- **Task brief**: Resume the text about living in New York right after its last sentence and keep writing in the same voice.

** Study text follows **

From Goodbye to All That

You see I was in a curious position in New York: it never occurred to me that I was living a real life there. In my imagination I was always there for just another few months, just until Christmas or Easter or the first warm day in May. For that reason I was most comfortable with the company of Southerners. They seemed to be in New York as I was, on some indefinitely extended leave from wherever they belonged, disciplined to consider the future, temporary exiles who always knew when the flights left for New Orleans or Memphis or Richmond or, in my case, California. Someone who lives with a plane schedule in the drawer lives on a slightly different calendar. Christmas, for example, was a difficult season. Other people could take it in stride, going to Stowe or going abroad or going for the day to their mothers’ places in Connecticut; those of us who believed that we lived somewhere else would spend it making and canceling airline reservations, waiting for weatherbound flights as if for the last plane out of Lisbon in 1940, and finally comforting one another, those of us who were left, with oranges and mementos and smoked-oyster stuffings of childhood, gathering close, colonials in a far country.

Which is precisely what we were. I am not sure that it is possible for anyone brought up in the East to appreciate entirely what New York, the idea of New York, means to those of us who came out of the West and the South. To an Eastern child, particularly a child who has always has an uncle on Wall Street and who has spent several hundred Saturdays first at F.A.O. Schwarz and being fitted for shoes at Best’s and then waiting under the Biltmore clock and dancing to Lester Lanin, New York is just a city, albeit the city, a plausible place for people to live, But to those of us who came from places where no one had heard of Lester Lanin and Grand Central Station was a Saturday radio program, where Wall Street and Fifth Avenue and Madison Avenue were not places at all but abstractions (“Money,” and “High Fashion,” and “The Hucksters”), New York was no mere city. It was instead an infinitely romantic notion, the mysterious nexus of all love and money and power, the shining and perishable dream itself. To think of “living” there was to reduce the miraculous to the mundane; one does not “live” at Xanadu.

The first time I read this essay, this last part struck me as particularly true. I don't know that my friends who grew up here can ever quite have the same moment, on the way home from shopping for socks or getting a haircut, when they look up and catch a glimpse of Times Square or the Chrysler Building, and think, My goodness! I live here. I live right here in the Center of It All. I am trying to enjoy these charms of the city to cheer myself.

** End of Study text **
** Dataset follows **

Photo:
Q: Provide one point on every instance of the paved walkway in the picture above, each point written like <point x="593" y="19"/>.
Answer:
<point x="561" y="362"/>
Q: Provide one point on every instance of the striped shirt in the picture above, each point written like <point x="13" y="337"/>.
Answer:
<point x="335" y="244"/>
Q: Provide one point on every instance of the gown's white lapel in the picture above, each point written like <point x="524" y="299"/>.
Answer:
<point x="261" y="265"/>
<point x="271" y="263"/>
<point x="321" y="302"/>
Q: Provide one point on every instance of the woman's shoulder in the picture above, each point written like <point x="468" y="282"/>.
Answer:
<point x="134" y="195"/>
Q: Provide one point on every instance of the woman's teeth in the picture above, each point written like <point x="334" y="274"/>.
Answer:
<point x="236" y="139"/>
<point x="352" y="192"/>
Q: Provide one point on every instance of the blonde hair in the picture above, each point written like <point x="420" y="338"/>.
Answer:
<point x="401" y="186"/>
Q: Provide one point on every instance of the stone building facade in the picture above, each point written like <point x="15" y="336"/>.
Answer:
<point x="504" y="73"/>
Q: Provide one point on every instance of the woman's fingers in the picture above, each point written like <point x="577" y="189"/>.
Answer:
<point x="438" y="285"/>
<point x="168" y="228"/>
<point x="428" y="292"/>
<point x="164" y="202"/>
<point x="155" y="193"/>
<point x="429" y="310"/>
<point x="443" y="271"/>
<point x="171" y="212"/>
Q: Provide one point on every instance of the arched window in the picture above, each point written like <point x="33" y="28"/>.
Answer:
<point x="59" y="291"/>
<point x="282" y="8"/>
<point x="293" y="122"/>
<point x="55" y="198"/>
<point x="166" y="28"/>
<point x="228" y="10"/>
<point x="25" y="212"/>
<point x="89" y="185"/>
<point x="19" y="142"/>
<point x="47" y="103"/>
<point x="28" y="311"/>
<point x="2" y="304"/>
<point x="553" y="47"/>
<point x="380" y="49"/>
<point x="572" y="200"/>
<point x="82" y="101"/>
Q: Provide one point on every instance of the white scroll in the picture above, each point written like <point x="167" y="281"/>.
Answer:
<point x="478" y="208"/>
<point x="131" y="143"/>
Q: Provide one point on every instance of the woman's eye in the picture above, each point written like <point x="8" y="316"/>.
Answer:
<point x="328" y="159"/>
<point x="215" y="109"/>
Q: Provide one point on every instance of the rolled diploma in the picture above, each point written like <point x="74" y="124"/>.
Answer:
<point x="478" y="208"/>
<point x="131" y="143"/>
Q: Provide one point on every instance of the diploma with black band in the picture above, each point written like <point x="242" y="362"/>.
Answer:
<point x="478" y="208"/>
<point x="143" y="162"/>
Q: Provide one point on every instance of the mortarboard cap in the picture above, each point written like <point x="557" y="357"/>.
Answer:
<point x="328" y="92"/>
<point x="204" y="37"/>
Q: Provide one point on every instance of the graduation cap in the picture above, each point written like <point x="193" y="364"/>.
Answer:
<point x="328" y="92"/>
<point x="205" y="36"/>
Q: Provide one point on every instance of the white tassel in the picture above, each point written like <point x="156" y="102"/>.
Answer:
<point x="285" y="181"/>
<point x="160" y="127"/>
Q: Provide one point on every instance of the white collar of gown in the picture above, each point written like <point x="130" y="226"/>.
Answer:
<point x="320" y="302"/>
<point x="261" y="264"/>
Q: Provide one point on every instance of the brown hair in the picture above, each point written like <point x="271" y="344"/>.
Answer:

** End of Dataset **

- **Reply**:
Thursday, May 8, 2008

dirty thirty

My friend is coming up to the city tomorrow for her birthday. What would you do if you were coming to New York City for your 30th?

ps. She's been to New York several times before.

photo courtesy of someone named Pancake's myspace page

Monday, May 5, 2008

happiest meal


My favorite thing about my old neighborhood in Harlem was the McDonald's, which had two defining features:

1. A parking lot (where do you see a parking lot in Manhattan?)

2. A walk-up Window. Yes, WALK-up.

It had a drive-up window too, but like most New Yorkers (except for cabbies), I have no car. So, the drive-up had no appeal for me. Actually, it had some appeal for me around 11:30 pm. when I'd get a hankering for a twisty cone. But McDonald's is closed after 10 p.m except for the drive-up window. No car, no drive-up, no twisty cone. (You cannot walk through the drive-up, yes I asked.)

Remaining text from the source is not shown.